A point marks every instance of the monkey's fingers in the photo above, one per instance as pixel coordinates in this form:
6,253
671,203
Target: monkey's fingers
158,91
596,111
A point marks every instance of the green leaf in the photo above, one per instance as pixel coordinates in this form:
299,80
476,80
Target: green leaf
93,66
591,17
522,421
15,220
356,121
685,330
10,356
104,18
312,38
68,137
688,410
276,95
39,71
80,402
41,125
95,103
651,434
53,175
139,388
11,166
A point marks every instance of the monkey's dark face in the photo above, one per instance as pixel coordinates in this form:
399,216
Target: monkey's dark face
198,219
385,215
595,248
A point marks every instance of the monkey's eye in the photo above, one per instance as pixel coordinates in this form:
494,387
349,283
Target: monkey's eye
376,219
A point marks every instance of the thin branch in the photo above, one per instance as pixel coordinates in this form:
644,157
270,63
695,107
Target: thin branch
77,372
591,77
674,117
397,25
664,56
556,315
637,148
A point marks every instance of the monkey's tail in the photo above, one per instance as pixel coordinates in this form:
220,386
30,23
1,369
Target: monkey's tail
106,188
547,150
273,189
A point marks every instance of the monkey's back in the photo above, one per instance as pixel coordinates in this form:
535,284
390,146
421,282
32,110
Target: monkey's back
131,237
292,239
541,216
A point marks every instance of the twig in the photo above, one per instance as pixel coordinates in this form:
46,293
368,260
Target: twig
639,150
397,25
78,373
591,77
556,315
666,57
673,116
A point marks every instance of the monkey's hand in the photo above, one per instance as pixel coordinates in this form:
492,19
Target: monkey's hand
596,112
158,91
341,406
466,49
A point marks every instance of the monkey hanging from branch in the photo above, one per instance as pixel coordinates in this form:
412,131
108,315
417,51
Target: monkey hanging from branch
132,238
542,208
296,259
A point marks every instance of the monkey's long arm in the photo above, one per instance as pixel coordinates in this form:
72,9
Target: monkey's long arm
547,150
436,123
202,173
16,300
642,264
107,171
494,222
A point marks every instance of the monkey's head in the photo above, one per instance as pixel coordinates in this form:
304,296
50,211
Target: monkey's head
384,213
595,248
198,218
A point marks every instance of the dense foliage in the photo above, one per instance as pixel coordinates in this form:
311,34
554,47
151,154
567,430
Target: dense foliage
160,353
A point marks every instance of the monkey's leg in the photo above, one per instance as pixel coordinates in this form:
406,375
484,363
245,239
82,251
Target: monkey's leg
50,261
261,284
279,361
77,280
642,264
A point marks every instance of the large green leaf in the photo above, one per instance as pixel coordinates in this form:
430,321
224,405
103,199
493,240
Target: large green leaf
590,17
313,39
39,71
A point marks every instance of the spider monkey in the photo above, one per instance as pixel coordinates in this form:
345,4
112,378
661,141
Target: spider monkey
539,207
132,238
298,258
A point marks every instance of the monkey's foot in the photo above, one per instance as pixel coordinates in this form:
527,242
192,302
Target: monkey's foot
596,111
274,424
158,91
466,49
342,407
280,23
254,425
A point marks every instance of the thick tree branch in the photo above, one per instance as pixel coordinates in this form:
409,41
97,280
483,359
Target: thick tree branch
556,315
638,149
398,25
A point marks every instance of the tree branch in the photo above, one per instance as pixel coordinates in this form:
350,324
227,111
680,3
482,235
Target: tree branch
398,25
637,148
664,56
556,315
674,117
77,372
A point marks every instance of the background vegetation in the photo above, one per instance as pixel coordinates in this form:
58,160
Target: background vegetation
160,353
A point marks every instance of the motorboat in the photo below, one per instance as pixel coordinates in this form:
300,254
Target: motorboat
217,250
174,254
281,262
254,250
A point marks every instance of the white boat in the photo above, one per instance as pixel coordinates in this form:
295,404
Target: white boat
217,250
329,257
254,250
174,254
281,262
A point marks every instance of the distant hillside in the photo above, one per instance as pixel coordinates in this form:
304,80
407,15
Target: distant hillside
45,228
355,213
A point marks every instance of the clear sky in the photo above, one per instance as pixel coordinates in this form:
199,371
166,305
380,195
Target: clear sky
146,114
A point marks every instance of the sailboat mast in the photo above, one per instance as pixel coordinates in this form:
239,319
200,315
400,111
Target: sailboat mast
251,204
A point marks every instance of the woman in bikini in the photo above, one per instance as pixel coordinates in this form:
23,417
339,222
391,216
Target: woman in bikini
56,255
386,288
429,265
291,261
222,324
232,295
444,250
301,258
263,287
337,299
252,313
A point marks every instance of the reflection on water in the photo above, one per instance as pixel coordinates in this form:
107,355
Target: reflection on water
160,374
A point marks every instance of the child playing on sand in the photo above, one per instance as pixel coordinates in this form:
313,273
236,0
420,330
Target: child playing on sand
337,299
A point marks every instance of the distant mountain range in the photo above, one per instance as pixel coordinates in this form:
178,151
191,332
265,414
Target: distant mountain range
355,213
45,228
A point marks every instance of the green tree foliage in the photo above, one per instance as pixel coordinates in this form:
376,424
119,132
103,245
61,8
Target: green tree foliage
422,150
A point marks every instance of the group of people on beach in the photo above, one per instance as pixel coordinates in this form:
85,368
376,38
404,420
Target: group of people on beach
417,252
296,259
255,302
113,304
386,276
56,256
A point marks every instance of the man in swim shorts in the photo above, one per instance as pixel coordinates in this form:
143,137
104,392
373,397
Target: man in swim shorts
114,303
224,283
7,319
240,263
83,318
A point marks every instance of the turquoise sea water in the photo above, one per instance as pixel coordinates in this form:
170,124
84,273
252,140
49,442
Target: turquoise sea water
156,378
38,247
#####
Write out all the entries exactly.

**Exercise response**
A point marks every instance of the monkey's fingers in the photo above, one per instance as pixel coordinates in this form:
6,253
671,203
Target: monkey's fingers
158,91
596,111
A point marks every instance of the green leaf in the photo above, one per instance as pixel coordinates in this form:
299,80
476,80
Target: green leaf
93,66
591,17
522,421
15,220
356,121
685,330
10,356
104,18
312,38
68,137
688,410
276,95
39,71
80,402
41,125
95,103
651,434
53,175
139,388
11,166
A point marks every instance of the monkey's dark face in the photo above, one per instance as pixel coordinates in this form:
399,216
Target: monkey's dark face
198,219
385,215
595,248
A point marks every instance of the monkey's eye in the photo above, one per instance as pixel coordinates in this form:
494,387
349,283
Target: monkey's eye
376,219
A point marks every instance of the thin branch in the photo above, one per instance as pixel coordinates in this form:
644,157
270,63
695,107
Target: thin branch
77,372
591,77
674,117
397,25
664,56
556,315
637,148
A point marks every instance of the monkey's tail in the photo above, one per instance as pixel coordinates in this form:
220,386
30,23
1,369
Target: monkey's tail
106,188
547,150
273,189
A point marks every instance of the monkey's back in the photo above, one per instance as pixel coordinates in this form:
535,284
390,146
421,282
32,110
Target: monkey's back
131,237
292,239
541,216
A point marks every instance of the twig in the photo above, one per instance as pixel coordinates in this form:
46,293
368,260
Target: twig
639,150
397,25
78,373
591,77
556,315
666,57
673,116
A point marks every instance of the monkey's hand in the photo above, one per instance as pixel coordinates in this form:
492,19
Target: monkey's hand
596,112
158,91
341,406
466,49
A point marks every instance of the monkey hanging from branch in the photo above, one per instance as pixel coordinates in this form:
412,131
108,315
417,51
Target: monkey hanging from branch
132,238
542,208
296,259
A point marks every instance of the monkey's long arm in the photo above, one per instance as pixel coordinates in this form:
72,9
Target: monkey's long arm
547,150
436,123
202,173
16,300
642,264
107,171
494,222
A point marks every instance of the monkey's head in the photo above, one per instance as pixel coordinates in this form:
304,296
50,211
Target: monkey's head
384,213
595,248
198,218
A point marks every instance of the dense foliage in the photo above, one per instance as pixel coordinates in this form:
311,34
554,47
151,154
567,430
Target: dense foliage
160,353
A point marks every instance of the monkey's leg in the photo above, one per instance as pixel coordinates in this form:
406,375
484,363
245,239
82,251
Target: monkey's leg
50,261
261,284
279,361
77,280
642,264
A point marks every instance of the large green leaf in the photo above, one per instance as pixel coordinates in this form:
430,321
224,405
103,199
493,240
Target: large green leaf
590,17
313,39
39,71
A point marks every instance of the spider monkey in the photo above, one per instance as pixel coordinates in this form:
345,4
112,378
661,141
Target: spider monkey
539,207
132,238
298,258
A point marks every instance of the monkey's foot in the photo above, one per instance as pixel coordinates in this form:
527,242
192,302
Target: monkey's foot
596,111
274,424
158,91
466,49
342,407
280,23
254,425
A point marks every instance of the thick tree branch in the photo above, one per instance as pixel coordinates in this form:
409,41
97,280
483,359
Target: thick tree branch
556,315
638,149
398,25
A point marks every instance of the tree branch in the photo above, one per instance as pixel coordinates in this form:
350,324
227,111
680,3
482,235
Target: tree branch
398,25
637,148
664,56
556,315
674,117
77,372
A point marks every instance of the background vegetation in the photo above, one per instance as pixel coordinates in this form:
58,160
Target: background vegetation
160,353
A point marks every instance of the motorboat in the photo below, one per instance as pixel coordinates in this form:
300,254
Target: motorboat
217,250
174,254
281,262
254,250
A point marks every instance of the white boat in the photo above, one per instance as pixel coordinates in this form:
295,404
Target: white boat
217,250
329,257
254,250
174,254
281,262
A point marks every instance of the distant hillside in the photo above, one per instance as pixel coordinates in this form:
304,80
407,15
Target: distant hillside
45,228
355,213
A point marks every instance of the clear sky in the photo above, one per instance as pixel coordinates in this form:
199,371
166,305
380,195
Target: clear sky
146,114
A point marks every instance of the sailboat mast in the photo above, one per instance as pixel coordinates in this form:
239,319
200,315
400,111
Target: sailboat mast
251,204
A point marks every instance of the woman in bikini in the photo above, one per instance as pixel coordinates in this form:
23,417
339,222
391,216
Target: woman in bikini
56,255
386,288
429,265
291,261
222,324
232,295
444,250
301,258
263,287
337,299
252,313
A point marks every instance of the reflection on water in the photo above, one per instance as pixel coordinates in this form:
107,355
Target: reflection on water
160,374
A point marks every instance of the child playing on sand in the photo above, one per instance as pixel coordinates in this form:
313,273
236,0
420,330
Target: child playing on sand
337,299
A point marks every instance of the distant mountain range in the photo above, one per instance as pixel coordinates in this form:
178,151
191,332
265,414
Target: distant mountain range
355,213
45,228
A point marks every instance of the green tree foliage in the photo above, one per instance as pixel coordinates in this form:
376,424
119,132
103,245
61,8
Target: green tree foliage
422,150
A point marks every instance of the group of people on beach in the photo above, one per instance as pixel coordinates in this form:
85,368
376,38
404,420
Target: group of people on beach
417,252
296,259
255,302
113,304
386,276
56,256
A point marks every instance of the man in swim shorts in the photo above, one per instance as pixel coordinates in this form:
143,137
104,392
373,397
Target: man in swim shorts
114,303
224,283
7,319
240,263
83,318
A point marks every instance of the turquoise sea water in the photo above, one per instance as pixel coordinates in this form:
170,124
84,273
252,140
49,442
Target: turquoise sea water
156,378
38,247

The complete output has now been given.